## Tasks to carry out:
- A) From the passage on chemotherapy and C. difficile infection, quote everything from "The majority of" down to "and Enterococcus faecium[22].".
- B) Extend the passage on chemotherapy and C. difficile infection by writing what comes after its final sentence.

## Document excerpt:
The majority of patients in our study had a confirmed diagnosis of AML and received treatment with cytarabine-based chemotherapy. Based on our findings, any chemotherapy, and cytarabine-based therapy in particular, was associated with development of CDI. This may be related to neutropenia, as total days of neutropenia was also significantly increased in patients that developed CDI. Chemotherapeutics are also known to disrupt enteric bacterial populations and the resulting dysbiosis may predispose to CDI[8]. While there is a paucity of data on the effect of different chemotherapeutic regimens on the gastrointestinal microbiome, cytotoxic changes may create a favorable environment for the proliferation of C. difficile. Microbial data suggests that chemotherapeutics may select for colonization of C. difficile and Enterococcus faecium[22].

## Data to examine:
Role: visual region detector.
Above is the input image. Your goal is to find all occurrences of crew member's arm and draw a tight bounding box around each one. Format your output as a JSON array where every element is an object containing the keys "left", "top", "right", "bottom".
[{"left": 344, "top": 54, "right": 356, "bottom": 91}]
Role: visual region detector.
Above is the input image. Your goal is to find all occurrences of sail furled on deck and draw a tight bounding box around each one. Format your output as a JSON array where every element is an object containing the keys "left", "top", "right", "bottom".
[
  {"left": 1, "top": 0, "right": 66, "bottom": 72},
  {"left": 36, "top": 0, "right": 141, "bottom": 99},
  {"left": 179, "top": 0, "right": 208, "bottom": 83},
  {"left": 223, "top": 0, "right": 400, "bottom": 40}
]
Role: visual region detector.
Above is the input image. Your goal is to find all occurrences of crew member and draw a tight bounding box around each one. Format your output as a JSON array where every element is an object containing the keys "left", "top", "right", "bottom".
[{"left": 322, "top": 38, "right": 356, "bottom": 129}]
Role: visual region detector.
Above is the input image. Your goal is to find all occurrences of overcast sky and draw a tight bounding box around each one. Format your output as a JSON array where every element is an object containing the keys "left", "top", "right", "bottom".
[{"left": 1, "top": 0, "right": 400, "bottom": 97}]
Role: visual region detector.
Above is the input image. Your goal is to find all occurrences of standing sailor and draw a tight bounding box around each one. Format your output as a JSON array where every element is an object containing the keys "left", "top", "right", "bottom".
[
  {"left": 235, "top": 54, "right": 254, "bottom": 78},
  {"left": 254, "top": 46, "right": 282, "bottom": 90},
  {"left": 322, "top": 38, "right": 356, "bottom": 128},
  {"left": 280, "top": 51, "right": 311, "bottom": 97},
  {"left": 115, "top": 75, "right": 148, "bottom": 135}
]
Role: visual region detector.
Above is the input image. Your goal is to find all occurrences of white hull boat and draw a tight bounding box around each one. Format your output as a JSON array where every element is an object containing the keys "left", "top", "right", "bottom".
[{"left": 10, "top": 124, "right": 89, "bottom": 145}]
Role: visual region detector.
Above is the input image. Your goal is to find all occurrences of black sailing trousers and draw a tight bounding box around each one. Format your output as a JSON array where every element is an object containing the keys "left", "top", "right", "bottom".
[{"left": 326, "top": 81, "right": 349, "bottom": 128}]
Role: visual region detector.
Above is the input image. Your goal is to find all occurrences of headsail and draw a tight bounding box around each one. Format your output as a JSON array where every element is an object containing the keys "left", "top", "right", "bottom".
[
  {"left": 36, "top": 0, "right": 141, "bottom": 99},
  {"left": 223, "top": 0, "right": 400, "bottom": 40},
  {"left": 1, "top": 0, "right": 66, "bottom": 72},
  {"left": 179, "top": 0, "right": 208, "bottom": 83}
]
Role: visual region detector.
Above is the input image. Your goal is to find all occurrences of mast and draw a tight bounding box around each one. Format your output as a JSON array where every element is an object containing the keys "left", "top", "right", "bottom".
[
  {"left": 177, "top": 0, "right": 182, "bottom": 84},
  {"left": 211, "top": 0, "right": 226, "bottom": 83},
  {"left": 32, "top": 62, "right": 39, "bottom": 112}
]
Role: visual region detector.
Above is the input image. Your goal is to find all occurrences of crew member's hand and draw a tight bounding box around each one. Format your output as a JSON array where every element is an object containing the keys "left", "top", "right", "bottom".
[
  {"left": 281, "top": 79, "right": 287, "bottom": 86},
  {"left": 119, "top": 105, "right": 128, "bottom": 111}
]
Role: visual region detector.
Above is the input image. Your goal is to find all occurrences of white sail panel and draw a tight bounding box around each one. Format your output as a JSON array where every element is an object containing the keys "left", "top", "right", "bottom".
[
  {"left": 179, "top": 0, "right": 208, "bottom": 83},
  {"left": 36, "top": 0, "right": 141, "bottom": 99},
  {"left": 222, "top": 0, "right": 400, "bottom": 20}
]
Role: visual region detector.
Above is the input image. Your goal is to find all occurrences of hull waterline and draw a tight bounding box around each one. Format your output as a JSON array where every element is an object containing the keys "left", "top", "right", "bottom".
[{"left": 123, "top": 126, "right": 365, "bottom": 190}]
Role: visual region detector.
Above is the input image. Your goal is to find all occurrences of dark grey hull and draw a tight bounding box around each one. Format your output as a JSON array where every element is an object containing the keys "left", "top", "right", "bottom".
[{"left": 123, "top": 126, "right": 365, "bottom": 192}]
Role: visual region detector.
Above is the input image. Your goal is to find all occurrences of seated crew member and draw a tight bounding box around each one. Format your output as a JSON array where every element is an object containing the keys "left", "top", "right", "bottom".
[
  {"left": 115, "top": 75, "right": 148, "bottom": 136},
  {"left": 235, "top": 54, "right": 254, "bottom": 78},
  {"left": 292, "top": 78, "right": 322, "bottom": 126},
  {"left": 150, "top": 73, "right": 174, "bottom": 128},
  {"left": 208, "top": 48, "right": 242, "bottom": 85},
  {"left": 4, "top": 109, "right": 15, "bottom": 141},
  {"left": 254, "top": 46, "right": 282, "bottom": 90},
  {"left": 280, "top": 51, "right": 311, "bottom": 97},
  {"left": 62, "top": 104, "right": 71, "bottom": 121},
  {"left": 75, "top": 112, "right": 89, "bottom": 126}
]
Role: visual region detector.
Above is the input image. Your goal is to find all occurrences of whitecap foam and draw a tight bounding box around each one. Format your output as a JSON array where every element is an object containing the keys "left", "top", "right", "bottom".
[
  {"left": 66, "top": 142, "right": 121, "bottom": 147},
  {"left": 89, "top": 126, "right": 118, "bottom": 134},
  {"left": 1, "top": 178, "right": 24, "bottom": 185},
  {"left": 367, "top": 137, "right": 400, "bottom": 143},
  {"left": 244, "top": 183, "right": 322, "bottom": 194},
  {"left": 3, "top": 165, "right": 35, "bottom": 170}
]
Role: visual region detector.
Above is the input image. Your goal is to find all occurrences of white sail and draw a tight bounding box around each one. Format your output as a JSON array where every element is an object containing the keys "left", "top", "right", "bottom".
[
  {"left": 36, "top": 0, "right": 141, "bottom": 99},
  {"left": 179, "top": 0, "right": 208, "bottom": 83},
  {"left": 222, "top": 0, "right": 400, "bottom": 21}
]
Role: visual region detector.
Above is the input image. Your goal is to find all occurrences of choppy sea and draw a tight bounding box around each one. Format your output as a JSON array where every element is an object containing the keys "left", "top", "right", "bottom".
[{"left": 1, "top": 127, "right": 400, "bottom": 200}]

## Task responses:
- A)
The majority of patients in our study had a confirmed diagnosis of AML and received treatment with cytarabine-based chemotherapy. Based on our findings, any chemotherapy, and cytarabine-based therapy in particular, was associated with development of CDI. This may be related to neutropenia, as total days of neutropenia was also significantly increased in patients that developed CDI. Chemotherapeutics are also known to disrupt enteric bacterial populations and the resulting dysbiosis may predispose to CDI[8]. While there is a paucity of data on the effect of different chemotherapeutic regimens on the gastrointestinal microbiome, cytotoxic changes may create a favorable environment for the proliferation of C. difficile. Microbial data suggests that chemotherapeutics may select for colonization of C. difficile and Enterococcus faecium[22].

- B)
We evaluated several factors that did not prove to be significantly associated with CDI in our MDS and AML population, including age, gender, PPI use, use of DNA hypomethylating agent-based chemotherapy, and antibiotic use. In theory, PPI therapy may increase the risk of CDI by increasing the ability of C. difficile spores to survive in the lumen of the gastrointestinal tract. While there has been controversy regarding their significance, a meta-analysis demonstrated a significant association between PPI use and risk of developing CDI (OR = 1.74, 95%CI: 1.47-2.85)[23]. Within the same study there appears to be increased risk with concomitant use of antibiotics and PPIs, and increased risk of recurrence with PPI use[23]. Non-cytarabine based chemotherapy, which in the case of our study was primarily DNA-hypomethylating agents, was not associated with CDI. We hypothesize that cytarabine-based agents are generally more caustic and induce a greater period of neutropenia, thus providing a more favorable environment for CDI in comparison to less cytotoxic agents.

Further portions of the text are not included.